___ Information supplied ___

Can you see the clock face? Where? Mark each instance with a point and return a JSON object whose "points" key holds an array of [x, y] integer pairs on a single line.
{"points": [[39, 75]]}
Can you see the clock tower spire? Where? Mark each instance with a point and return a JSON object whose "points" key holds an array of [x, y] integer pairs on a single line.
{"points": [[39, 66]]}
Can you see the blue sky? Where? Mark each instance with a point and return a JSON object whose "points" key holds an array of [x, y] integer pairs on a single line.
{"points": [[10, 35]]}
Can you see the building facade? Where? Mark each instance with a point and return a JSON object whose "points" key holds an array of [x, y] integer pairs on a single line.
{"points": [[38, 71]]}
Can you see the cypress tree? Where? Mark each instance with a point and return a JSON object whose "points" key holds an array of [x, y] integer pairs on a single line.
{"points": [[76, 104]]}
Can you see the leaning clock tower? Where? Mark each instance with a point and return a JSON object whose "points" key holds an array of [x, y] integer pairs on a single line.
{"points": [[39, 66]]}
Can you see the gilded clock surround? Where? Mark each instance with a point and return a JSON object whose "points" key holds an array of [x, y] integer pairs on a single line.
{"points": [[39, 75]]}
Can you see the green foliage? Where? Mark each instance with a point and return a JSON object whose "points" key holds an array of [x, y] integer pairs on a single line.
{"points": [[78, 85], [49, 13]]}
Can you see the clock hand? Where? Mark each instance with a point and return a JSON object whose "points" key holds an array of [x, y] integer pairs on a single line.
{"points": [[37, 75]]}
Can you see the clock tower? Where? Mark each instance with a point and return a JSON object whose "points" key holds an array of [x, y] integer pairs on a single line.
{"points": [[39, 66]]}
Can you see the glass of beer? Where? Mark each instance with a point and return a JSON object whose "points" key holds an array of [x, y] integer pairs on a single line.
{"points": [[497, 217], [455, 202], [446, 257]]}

___

Task statement: Retype the lines above without alteration. The first is the one containing "Can you see the green", and the last is the final line of the data.

Reply to the exercise:
Can you see the green foliage? Where? Mark each instance with a point and return a JSON object whose "points" key holds an array of [x, y] integer pairs on a single line.
{"points": [[78, 85], [49, 13]]}
Can you see the clock hand? Where? Mark each instance with a point and return a JSON object whose "points" key holds an array of [x, y] integer pairs on a single line.
{"points": [[37, 75]]}
Can you see the clock tower? Where? Mark each instance with a point and return a JSON object whose "points" key holds an array of [x, y] integer pairs on a single line.
{"points": [[39, 66]]}
Can you see the glass of beer? Where? Mark each instance with a point and return a JSON object whose "points" key holds an array of [x, y] integer pairs on a single line.
{"points": [[497, 217], [455, 202], [446, 257]]}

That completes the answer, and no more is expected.